> [Objective 1]: In the Rory McIlroy piece, restate the paragraph beginning "And, that's really my point" more briefly, keeping its main facts.

> [Extract provided]:

Rory McIlroy has been the talk of the town since he won the US Open with a record-setting performance at Congressional Country Club, and with good reason. The kid is only 22 years old, plays with the calm demeanor of Jack or Tiger in their primes, but is just a nice young kid. More important, he’s cool. I mean, like canonically cool. He’s good looking. He’s got that big fluffy hair. He wears super cool Oakley sunglasses. Only, sometimes he doesn’t wear them. And, that’s where this story becomes all about me. When Rory doesn’t wear his Oakleys on his eyes, he wears them backwards and upside down on the back of his golf cap. Oh yeah, and when I’m playing golf and the sun goes behind the clouds, I also wear my ($9 Walmart) sunglasses upside down and backwards on MY golf cap. Rory does it because his sponsorship by Jumeirah Hotels requires that he never cover up their logo on the front of his cap. I wear mine that way because Rory does and….because I’m cool.
And, that’s really my point. OK, I’m not 22 anymore (though I can act like it on a moments notice), but I am only incrementally less cool than the average 22 year old. I feel like I need to make this case because my kids seem to think I’m not cool.

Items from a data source
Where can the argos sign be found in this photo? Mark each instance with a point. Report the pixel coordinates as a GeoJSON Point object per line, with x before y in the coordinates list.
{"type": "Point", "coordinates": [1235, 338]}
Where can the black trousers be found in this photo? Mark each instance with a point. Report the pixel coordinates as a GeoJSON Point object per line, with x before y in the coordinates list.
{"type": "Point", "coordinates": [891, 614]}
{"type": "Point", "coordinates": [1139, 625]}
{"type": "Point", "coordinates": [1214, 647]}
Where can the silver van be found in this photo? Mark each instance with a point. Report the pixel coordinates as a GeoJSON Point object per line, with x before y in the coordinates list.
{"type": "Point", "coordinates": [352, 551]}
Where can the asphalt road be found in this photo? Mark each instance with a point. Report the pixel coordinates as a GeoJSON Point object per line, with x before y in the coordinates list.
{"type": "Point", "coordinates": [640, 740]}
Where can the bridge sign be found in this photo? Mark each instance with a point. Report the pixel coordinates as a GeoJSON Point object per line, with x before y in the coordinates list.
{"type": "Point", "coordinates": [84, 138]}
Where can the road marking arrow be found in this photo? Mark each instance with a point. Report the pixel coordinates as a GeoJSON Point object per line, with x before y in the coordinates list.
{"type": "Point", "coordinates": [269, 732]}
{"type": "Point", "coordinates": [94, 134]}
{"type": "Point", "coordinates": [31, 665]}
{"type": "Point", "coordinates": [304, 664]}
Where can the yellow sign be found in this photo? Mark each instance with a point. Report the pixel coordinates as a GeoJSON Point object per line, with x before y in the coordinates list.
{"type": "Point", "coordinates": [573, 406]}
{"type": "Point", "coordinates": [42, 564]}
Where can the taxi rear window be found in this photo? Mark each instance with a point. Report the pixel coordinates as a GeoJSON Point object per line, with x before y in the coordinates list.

> [Objective 2]: In the records, shift every point coordinate in the answers by adding 39 to each number. Reproduce all lines, requests included, in the part that opens with the line containing "Where can the yellow" and runs through the end of the records, and nothing else.

> [Task solution 1]: That is the point: though no longer 22 (but able to act like it at a moment's notice), I'm only slightly less cool than the average 22-year-old. I feel I have to argue this because my kids seem to think I'm not cool.

> [Task solution 2]:
Where can the yellow sign be found in this photo? Mark each instance with a point. Report the pixel coordinates as a GeoJSON Point object per line, with x before y in the coordinates list.
{"type": "Point", "coordinates": [612, 445]}
{"type": "Point", "coordinates": [81, 603]}
Where can the taxi rear window be found in this photo? Mark each instance with a point. Report the pixel coordinates as a GeoJSON Point object per line, with x before y in the coordinates list.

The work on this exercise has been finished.